__What to work on__. Find each line below that has the word "monument" in it and copy those lines out.

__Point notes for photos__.
————————

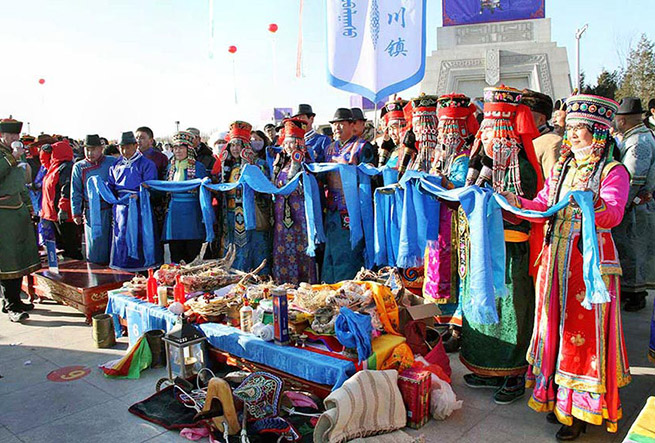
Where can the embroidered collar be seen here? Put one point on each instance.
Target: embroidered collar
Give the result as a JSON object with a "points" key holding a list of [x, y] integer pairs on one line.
{"points": [[310, 134], [128, 162], [635, 130]]}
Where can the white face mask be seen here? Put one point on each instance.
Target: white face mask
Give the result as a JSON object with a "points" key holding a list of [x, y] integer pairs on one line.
{"points": [[257, 145], [218, 148]]}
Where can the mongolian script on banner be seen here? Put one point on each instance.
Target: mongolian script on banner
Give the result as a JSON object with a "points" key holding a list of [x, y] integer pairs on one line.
{"points": [[466, 12], [375, 47]]}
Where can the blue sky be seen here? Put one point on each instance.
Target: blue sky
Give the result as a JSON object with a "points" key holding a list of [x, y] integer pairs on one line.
{"points": [[113, 65]]}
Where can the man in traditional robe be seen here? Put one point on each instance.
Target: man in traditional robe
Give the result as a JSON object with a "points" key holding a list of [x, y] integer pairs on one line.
{"points": [[145, 139], [548, 144], [18, 249], [634, 236], [203, 153], [94, 164], [341, 260], [125, 177], [315, 143]]}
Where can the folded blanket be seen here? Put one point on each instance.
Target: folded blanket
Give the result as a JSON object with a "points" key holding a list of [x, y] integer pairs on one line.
{"points": [[368, 403], [393, 437]]}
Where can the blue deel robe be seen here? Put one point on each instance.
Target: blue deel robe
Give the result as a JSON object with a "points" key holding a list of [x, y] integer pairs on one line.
{"points": [[97, 249], [184, 216], [125, 177]]}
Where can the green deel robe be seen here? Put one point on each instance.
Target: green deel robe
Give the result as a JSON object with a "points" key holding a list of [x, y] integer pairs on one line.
{"points": [[500, 349]]}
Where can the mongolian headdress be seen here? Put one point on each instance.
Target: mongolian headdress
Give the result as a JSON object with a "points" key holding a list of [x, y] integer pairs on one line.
{"points": [[294, 132], [394, 112], [513, 129], [457, 125], [423, 119], [184, 138], [240, 134], [596, 113]]}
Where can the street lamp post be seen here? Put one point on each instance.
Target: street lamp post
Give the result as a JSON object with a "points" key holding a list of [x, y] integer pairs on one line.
{"points": [[578, 36]]}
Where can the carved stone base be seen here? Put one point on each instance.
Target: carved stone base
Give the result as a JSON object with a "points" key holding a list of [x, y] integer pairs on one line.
{"points": [[519, 54]]}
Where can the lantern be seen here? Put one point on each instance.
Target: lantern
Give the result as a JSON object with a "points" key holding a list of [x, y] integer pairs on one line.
{"points": [[185, 350]]}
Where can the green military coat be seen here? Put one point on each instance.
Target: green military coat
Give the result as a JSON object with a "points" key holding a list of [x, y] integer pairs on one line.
{"points": [[19, 254]]}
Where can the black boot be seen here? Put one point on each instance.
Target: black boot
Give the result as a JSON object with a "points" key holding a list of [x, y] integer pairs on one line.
{"points": [[636, 303], [570, 433], [452, 341]]}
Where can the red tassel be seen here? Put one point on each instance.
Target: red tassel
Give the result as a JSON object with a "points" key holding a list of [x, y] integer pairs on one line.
{"points": [[472, 125], [408, 111]]}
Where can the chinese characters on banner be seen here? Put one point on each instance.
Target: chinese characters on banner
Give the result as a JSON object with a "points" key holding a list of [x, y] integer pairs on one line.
{"points": [[465, 12], [375, 47]]}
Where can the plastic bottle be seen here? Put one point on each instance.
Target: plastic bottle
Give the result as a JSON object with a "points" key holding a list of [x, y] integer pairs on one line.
{"points": [[179, 293], [151, 287], [245, 316]]}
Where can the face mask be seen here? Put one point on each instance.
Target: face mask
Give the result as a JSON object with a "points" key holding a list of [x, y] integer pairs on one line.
{"points": [[219, 148], [257, 145]]}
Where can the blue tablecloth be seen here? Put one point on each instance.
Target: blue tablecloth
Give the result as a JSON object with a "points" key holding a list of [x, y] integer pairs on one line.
{"points": [[142, 316]]}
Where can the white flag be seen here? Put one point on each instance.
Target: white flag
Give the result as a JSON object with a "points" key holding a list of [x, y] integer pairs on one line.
{"points": [[375, 47]]}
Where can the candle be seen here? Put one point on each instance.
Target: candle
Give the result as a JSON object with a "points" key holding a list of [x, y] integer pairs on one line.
{"points": [[162, 295]]}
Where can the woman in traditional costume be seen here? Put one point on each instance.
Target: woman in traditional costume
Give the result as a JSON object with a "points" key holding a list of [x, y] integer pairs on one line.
{"points": [[577, 355], [456, 131], [291, 264], [252, 246], [184, 230], [391, 152], [495, 352]]}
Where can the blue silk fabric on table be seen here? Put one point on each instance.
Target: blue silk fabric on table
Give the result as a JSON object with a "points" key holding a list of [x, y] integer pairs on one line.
{"points": [[353, 330], [299, 362]]}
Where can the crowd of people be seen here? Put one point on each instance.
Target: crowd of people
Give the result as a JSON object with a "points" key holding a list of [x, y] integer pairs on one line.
{"points": [[525, 147]]}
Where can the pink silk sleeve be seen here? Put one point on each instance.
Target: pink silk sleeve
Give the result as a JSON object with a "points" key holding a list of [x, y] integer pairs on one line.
{"points": [[609, 207], [540, 202], [612, 198]]}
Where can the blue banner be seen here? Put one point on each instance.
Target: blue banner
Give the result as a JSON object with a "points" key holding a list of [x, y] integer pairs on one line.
{"points": [[466, 12]]}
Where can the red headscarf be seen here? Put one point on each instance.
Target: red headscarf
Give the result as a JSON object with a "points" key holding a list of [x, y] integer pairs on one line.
{"points": [[61, 153]]}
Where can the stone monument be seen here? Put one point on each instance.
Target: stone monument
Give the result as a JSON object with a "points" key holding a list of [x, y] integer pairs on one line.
{"points": [[516, 53]]}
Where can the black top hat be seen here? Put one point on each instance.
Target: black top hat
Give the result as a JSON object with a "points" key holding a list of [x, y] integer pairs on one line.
{"points": [[10, 126], [538, 102], [630, 105], [304, 109], [358, 114], [342, 114], [127, 138], [92, 140]]}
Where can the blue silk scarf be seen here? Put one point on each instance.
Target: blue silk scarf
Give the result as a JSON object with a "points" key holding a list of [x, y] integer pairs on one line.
{"points": [[487, 257]]}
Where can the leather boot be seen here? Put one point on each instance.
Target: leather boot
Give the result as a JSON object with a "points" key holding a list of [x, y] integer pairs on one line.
{"points": [[570, 433], [220, 390]]}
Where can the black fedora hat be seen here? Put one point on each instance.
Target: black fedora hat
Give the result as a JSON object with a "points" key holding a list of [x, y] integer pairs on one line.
{"points": [[630, 105], [358, 114], [341, 115], [127, 138], [92, 140], [304, 109]]}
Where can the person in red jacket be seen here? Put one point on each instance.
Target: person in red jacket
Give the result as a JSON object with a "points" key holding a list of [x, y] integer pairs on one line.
{"points": [[56, 207]]}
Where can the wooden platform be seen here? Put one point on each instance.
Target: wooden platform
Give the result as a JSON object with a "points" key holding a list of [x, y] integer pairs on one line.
{"points": [[79, 284]]}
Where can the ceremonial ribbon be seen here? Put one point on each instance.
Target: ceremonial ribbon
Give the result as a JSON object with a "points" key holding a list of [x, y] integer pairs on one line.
{"points": [[487, 257], [97, 190]]}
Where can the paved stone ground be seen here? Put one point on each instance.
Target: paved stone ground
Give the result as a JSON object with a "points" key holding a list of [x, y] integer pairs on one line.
{"points": [[94, 409]]}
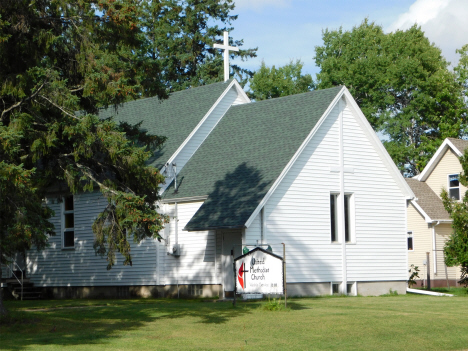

————————

__Finished task__.
Where can the stone monument be seen here? Put one point on each instance.
Target: stone monument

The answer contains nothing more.